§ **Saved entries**

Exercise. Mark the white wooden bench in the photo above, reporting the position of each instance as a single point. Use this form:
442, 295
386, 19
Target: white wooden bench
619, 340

§ **What the task asks**
Copy out all the records exactly.

§ **Answer to this exercise**
Exercise. Mark the white wooden bench in the photo above, reporting the position of each instance as a single point. Use this form:
442, 295
386, 19
Target: white wooden bench
619, 340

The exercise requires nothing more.